- _Given request_
Render every line of the material below as a Markdown table with the columns "Row" and "Line", numbering the rows and omitting any blank lines.

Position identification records
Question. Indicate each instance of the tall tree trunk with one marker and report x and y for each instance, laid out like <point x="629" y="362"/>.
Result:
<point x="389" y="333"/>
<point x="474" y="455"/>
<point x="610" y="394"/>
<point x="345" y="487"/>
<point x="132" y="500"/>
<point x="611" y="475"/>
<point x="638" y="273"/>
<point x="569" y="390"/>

- _Full response_
| Row | Line |
|---|---|
| 1 | Question. Indicate each instance of the tall tree trunk with one marker and report x and y for each instance, laid out like <point x="629" y="362"/>. |
| 2 | Result: |
| 3 | <point x="389" y="333"/> |
| 4 | <point x="474" y="455"/> |
| 5 | <point x="610" y="394"/> |
| 6 | <point x="345" y="487"/> |
| 7 | <point x="132" y="500"/> |
| 8 | <point x="611" y="475"/> |
| 9 | <point x="638" y="273"/> |
| 10 | <point x="569" y="390"/> |